In one point alone Stein was completely misinformed. He believed that
Alexander, in spite of the Treaty of Tilsit, would not be unwilling to see
the storm burst upon Napoleon, and that in the event of another general war
the forces of Russia would more probably be employed against France than in
its favour. The illusion was a fatal one. Alexander was still the
accomplice of Napoleon. For the sake of the Danubian Principalities,
Alexander was willing to hold central Europe in check while Napoleon
crushed the Spaniards, and to stifle every bolder impulse in the simple
King of Prussia. Napoleon himself dreaded the general explosion of Europe
before Spain was conquered, and drew closer to his Russian ally.
Difficulties that had been placed in the way of the Russian annexation of
Roumania vanished. The Czar and the Emperor determined to display to all
Europe the intimacy of their union by a festal meeting at Erfurt in the
midst of their victims and their dependents. The whole tribe of vassal
German sovereigns was summoned to the meeting-place; representatives
attended from the Courts of Vienna and Berlin. On the 7th of October
Napoleon and Alexander made their entry into Erfurt. Pageants and
festivities required the attendance of the crowned and titled rabble for
several days; but the only serious business was the settlement of a treaty
confirming the alliance of France and Russia, and the notification of the
Czar to the envoy of the King of Prussia that his master must accept the
terms demanded by Napoleon, and relinquish the idea of a struggle with
France. [151] Count Goltz, the Prussian envoy, unwillingly signed the
treaty which gave Prussia but a partial evacuation at so dear a cost, and
wrote to the King that no course now remained for him but to abandon
himself to unreserved dependence upon France, and to permit Stein and the
patriotic party to retire from the direction of the State. Unless the King
could summon up courage to declare war in defiance of Alexander, there was,
in fact, no alternative left open to him. Napoleon had discovered Stein's
plans for raising an insurrection in Germany several weeks before, and had
given vent to the most furious outburst of wrath against Stein in the
presence of the Prussian Ambassador at Erfurt. If the great struggle on
which Stein's whole heart and soul were set was to be relinquished, if
Spain was to be crushed before Prussia moved an arm, and Austria was to be
left to fight its inevitable battle alone, then the presence of Stein at
the head of the Prussian State was only a snare to Europe, a peril to
Prussia, and a misery to himself. Stein asked for and received his
dismissal. (Nov. 24, 1808.)

★ ★ ★ ★ ★

_WHAT TO DO_.
1/ Answer each from the extract on Stein:
(a) On what date did Napoleon and Alexander enter Erfurt?
(b) Who was the Prussian envoy who signed the treaty?
(c) On what date did Stein receive his dismissal?
2/ Using the extract on Stein, explain why Napoleon drew closer to his Russian ally.
3/ Name every person the extract on Stein identifies by a personal name.

★ ★ ★ ★ ★

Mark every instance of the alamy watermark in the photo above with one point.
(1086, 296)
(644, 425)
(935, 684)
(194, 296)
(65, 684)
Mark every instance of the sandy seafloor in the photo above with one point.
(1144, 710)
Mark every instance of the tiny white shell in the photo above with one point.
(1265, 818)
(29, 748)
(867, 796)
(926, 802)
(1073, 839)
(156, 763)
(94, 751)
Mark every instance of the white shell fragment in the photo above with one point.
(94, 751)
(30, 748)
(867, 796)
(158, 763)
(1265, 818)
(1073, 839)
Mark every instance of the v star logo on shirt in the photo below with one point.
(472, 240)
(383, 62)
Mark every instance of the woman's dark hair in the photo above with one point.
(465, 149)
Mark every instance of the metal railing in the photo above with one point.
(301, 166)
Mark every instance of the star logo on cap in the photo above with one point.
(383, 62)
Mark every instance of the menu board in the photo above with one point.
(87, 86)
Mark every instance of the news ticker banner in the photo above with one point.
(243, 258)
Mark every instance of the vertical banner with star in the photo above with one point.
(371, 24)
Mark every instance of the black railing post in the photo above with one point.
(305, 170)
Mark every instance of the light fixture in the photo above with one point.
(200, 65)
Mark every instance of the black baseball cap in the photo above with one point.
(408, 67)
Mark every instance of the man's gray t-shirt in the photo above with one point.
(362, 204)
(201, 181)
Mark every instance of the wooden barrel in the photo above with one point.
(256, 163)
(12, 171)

★ ★ ★ ★ ★

_RESULTS_.
1/
(a) The 7th of October.
(b) Count Goltz.
(c) Nov. 24, 1808.

2/ Napoleon dreaded a general explosion of Europe before Spain was conquered, so he drew closer to Alexander.

3/ Stein, Alexander, Napoleon, Count Goltz.